### About this exercise:
State how many lines of the listing below contain the string "negative". Reply with the number alone.
----- Data records
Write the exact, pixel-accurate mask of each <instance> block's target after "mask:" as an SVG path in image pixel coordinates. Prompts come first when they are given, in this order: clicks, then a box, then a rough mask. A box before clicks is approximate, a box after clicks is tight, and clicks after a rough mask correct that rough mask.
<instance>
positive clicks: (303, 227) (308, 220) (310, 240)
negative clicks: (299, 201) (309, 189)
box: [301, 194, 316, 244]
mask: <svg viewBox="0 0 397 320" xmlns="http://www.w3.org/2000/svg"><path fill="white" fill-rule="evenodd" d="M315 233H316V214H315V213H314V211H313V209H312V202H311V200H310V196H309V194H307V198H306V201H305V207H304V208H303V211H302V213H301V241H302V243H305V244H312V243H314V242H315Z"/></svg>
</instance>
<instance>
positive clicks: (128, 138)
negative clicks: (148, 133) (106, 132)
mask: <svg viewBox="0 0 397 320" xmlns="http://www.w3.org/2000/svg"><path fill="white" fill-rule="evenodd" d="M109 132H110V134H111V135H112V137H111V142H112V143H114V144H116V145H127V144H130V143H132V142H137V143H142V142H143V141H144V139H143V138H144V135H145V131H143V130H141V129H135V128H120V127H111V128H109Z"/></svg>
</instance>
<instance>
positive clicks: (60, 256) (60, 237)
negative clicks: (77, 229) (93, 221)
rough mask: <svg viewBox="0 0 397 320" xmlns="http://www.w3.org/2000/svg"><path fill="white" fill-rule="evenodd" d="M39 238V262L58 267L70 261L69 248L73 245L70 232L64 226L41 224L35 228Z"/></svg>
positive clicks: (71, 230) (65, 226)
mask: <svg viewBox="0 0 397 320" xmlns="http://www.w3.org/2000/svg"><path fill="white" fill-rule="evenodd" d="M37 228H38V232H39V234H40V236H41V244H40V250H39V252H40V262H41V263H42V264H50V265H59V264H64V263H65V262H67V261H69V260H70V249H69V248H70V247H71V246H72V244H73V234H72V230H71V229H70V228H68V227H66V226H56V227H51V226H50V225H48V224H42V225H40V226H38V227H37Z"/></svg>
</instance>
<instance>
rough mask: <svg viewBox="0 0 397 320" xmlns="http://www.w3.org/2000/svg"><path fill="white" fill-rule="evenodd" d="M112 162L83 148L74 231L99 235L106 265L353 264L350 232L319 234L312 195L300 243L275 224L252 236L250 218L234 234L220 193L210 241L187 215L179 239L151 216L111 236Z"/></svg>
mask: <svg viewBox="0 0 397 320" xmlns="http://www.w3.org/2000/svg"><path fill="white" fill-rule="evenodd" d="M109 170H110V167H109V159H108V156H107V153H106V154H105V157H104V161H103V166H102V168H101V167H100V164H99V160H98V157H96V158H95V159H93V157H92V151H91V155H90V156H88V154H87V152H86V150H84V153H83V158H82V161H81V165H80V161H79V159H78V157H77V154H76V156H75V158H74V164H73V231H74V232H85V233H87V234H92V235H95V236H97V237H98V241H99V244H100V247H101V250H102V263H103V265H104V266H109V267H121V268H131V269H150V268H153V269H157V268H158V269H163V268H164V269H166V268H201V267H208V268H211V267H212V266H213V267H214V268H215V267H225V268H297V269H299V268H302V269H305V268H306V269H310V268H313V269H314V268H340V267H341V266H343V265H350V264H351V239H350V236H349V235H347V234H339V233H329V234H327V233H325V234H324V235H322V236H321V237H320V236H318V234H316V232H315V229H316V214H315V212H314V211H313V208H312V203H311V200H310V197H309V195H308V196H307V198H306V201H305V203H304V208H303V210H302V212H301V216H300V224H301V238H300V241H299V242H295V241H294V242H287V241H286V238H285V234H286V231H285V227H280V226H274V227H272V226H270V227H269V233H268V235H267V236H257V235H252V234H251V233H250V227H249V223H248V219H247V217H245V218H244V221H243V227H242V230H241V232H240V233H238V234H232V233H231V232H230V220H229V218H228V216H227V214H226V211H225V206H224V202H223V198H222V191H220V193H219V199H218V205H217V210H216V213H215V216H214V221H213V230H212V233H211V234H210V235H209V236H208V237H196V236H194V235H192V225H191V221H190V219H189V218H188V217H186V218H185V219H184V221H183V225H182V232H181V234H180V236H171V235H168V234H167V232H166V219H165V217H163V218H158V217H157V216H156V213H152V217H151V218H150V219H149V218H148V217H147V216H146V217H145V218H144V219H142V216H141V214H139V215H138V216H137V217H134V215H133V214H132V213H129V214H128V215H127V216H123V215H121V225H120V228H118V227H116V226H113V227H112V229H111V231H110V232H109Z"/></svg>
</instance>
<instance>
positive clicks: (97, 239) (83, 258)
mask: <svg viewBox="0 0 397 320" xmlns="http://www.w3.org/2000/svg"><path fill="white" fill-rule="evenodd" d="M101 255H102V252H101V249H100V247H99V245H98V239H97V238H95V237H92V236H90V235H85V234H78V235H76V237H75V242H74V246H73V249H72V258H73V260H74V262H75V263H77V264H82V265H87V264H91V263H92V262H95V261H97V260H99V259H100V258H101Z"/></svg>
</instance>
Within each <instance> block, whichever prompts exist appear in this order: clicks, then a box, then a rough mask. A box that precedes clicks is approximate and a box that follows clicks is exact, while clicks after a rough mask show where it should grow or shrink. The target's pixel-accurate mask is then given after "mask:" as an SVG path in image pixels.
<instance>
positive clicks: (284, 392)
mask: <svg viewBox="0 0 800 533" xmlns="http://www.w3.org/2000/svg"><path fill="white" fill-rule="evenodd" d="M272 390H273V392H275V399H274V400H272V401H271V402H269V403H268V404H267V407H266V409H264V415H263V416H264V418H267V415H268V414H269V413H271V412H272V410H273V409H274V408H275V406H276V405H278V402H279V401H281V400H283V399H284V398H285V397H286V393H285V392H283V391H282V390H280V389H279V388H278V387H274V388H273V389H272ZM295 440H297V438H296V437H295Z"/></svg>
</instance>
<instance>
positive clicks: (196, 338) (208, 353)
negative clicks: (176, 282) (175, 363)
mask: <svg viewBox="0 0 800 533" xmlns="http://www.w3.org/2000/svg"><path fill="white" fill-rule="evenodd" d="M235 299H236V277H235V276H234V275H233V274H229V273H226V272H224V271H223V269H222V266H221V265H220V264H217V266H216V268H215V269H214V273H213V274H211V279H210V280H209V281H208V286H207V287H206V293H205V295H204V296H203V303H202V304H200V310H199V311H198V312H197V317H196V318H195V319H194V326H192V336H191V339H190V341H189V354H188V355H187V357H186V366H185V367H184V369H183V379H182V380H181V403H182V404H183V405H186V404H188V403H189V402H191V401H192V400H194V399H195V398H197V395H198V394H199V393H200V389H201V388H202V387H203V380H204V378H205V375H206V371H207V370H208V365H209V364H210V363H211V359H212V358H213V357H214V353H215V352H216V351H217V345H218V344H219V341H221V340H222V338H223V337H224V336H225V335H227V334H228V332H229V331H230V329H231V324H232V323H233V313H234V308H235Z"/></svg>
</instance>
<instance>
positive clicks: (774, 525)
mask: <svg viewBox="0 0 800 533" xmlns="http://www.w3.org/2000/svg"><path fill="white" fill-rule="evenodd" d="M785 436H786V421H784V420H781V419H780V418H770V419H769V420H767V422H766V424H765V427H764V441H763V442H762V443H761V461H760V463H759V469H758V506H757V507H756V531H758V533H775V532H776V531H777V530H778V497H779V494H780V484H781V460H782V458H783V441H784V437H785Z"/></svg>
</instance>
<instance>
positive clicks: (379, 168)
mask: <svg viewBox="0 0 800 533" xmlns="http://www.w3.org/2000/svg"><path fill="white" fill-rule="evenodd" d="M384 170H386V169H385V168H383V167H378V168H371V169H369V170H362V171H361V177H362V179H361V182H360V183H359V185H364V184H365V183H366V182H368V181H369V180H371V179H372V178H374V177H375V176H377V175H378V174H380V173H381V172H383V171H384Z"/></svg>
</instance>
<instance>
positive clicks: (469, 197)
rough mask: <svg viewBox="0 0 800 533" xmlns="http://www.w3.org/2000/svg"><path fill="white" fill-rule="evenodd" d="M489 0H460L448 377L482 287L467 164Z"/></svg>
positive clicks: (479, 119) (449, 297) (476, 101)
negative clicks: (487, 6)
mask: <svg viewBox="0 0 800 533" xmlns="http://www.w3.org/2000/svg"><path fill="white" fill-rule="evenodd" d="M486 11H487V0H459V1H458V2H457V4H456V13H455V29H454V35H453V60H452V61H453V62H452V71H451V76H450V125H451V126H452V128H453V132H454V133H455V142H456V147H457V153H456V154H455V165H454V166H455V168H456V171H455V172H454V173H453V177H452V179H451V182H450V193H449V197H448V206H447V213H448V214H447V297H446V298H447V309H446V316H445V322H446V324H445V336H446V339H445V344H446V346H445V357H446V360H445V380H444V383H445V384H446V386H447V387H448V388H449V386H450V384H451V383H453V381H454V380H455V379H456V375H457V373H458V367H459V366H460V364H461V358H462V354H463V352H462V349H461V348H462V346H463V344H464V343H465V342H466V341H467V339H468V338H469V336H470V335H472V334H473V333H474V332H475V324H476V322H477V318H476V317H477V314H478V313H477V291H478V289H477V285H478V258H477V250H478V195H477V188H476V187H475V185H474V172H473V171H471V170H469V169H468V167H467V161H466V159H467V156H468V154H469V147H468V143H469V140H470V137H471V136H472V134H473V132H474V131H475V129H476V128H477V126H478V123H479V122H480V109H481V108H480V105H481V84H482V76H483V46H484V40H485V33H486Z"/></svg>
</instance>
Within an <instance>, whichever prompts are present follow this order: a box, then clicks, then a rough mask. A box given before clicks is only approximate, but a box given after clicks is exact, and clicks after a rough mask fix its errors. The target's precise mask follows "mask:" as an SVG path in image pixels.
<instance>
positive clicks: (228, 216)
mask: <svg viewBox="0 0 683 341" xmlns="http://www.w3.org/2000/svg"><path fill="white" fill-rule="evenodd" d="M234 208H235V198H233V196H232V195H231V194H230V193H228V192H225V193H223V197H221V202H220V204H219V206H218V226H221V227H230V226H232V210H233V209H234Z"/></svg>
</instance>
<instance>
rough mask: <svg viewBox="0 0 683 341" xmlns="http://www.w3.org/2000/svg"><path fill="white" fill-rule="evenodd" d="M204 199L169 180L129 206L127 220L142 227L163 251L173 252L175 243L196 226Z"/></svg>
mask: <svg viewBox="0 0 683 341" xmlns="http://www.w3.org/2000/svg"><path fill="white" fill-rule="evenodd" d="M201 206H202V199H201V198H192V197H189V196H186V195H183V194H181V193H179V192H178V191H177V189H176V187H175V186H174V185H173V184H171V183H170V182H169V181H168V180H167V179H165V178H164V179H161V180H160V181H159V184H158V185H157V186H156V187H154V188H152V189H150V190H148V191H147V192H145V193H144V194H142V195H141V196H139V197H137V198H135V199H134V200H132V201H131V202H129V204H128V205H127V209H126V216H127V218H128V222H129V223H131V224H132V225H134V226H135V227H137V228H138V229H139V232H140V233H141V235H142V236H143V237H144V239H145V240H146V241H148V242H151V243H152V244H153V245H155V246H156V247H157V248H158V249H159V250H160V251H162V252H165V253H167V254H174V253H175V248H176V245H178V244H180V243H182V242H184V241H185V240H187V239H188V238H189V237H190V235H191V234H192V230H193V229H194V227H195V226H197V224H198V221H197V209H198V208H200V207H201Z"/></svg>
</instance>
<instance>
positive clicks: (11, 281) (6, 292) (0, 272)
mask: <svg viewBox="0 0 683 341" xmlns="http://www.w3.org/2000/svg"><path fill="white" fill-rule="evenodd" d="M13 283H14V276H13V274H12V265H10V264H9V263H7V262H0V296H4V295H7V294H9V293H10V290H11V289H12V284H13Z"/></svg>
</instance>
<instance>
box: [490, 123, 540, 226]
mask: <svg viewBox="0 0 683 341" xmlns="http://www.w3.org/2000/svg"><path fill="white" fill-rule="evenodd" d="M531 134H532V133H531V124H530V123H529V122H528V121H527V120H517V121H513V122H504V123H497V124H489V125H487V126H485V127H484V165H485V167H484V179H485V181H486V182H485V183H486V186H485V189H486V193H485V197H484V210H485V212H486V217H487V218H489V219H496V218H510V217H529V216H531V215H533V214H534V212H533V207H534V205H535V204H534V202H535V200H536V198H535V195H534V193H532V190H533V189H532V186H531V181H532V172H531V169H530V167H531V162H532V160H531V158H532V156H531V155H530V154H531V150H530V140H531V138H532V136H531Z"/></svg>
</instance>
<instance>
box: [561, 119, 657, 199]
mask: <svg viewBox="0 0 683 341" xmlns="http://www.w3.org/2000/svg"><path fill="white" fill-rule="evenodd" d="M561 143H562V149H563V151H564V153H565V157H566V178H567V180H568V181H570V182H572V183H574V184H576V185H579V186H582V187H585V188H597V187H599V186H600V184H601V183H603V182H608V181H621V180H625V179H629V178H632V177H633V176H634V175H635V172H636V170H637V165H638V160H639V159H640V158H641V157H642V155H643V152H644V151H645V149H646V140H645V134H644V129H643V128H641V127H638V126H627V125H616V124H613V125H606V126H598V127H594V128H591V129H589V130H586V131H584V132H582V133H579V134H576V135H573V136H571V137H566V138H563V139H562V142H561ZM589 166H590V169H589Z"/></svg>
----------
### The completed task:
5